**REQUIREMENTS:** Rewrite the records from the line containing "Review step: verify that every instance of the large" through the end of the records, inclusive. Keep the request text as it is, and add 87 to every x and y coordinate in the answer points.

──────── DATA SUPPLIED ────────

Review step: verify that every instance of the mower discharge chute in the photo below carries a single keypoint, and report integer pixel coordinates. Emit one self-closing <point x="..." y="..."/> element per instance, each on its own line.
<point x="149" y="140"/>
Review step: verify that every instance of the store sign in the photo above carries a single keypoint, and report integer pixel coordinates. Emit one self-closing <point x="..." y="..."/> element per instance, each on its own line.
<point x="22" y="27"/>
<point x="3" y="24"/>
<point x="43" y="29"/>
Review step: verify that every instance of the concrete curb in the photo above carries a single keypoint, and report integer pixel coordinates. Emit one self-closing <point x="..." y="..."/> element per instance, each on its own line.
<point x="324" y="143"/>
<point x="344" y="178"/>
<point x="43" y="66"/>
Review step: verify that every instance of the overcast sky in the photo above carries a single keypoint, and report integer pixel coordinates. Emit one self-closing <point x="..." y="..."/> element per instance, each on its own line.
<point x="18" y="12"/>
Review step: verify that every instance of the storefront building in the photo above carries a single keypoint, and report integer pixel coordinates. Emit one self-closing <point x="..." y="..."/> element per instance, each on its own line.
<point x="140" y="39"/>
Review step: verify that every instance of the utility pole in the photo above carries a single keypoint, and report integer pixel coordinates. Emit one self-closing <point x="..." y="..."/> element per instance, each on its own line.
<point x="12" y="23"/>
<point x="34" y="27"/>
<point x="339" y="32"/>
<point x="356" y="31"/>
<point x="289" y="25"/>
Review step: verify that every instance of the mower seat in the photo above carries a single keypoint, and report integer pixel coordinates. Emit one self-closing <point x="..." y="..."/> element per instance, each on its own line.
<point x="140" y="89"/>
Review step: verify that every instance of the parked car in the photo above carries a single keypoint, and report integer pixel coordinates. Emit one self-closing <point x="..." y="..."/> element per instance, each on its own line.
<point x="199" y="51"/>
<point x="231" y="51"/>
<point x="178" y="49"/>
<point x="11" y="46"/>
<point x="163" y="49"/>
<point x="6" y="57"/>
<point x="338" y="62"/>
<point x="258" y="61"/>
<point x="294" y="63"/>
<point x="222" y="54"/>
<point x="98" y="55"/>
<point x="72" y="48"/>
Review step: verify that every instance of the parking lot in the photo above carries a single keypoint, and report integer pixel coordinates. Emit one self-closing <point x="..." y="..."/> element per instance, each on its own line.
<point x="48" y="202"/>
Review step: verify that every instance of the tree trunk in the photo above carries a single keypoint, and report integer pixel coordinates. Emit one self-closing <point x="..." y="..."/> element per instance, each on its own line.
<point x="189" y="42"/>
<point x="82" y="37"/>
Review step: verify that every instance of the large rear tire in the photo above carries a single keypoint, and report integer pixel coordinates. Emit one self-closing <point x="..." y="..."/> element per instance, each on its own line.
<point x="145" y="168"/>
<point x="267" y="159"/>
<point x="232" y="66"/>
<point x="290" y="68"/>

────────

**SOLVED PROBLEM:**
Review step: verify that every instance of the large rear tire in the photo above carries a single keypoint, and report integer pixel coordinates. Emit one self-closing <point x="..." y="..."/> element per instance, each on its own line.
<point x="232" y="255"/>
<point x="354" y="246"/>
<point x="319" y="153"/>
<point x="377" y="155"/>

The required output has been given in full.